> Instructions to follow
Reproduce the following records exactly from the line containing "In this photo, each instance of the footprint" onward, ending with the last line and including it.

Dataset START

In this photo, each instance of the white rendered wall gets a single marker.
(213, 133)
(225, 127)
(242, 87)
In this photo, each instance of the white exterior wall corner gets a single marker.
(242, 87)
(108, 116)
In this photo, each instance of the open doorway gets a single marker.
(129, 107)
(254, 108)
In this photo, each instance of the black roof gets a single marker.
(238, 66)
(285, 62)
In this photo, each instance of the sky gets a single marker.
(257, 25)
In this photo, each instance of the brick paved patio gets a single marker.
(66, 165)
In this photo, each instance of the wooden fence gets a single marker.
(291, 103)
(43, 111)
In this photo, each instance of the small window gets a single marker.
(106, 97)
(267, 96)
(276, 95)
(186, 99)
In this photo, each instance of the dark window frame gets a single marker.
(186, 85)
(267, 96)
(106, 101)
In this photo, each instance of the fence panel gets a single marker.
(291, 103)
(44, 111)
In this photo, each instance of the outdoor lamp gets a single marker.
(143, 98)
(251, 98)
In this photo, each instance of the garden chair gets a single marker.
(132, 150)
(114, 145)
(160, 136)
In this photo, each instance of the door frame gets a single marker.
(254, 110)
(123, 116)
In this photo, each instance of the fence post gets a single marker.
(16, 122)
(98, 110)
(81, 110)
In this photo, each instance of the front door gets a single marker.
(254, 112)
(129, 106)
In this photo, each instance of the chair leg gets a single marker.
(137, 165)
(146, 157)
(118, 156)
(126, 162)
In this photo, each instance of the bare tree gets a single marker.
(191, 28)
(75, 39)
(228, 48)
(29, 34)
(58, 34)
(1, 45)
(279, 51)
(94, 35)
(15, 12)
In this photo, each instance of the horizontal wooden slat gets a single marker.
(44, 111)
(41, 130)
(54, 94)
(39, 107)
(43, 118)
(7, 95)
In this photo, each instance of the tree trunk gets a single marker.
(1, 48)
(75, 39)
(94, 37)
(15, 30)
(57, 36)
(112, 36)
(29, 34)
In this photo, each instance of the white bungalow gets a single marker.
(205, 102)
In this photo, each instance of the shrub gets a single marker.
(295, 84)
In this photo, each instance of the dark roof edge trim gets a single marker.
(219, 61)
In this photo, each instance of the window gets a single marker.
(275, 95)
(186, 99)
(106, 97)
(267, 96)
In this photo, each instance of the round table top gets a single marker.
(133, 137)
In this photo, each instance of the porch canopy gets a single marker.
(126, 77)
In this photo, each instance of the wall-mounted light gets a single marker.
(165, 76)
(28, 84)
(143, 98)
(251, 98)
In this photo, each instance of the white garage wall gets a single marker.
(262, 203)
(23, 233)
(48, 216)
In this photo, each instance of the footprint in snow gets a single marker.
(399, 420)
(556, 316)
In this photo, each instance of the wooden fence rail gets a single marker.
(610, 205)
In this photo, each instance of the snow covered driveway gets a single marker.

Dataset END

> The completed task
In this photo, each instance of the footprint in snow gets a single marker.
(399, 420)
(556, 316)
In this photo, each instance of the wooden fence rail gets a single marker.
(610, 205)
In this photo, each instance of the snow covered driveway gets a single marker.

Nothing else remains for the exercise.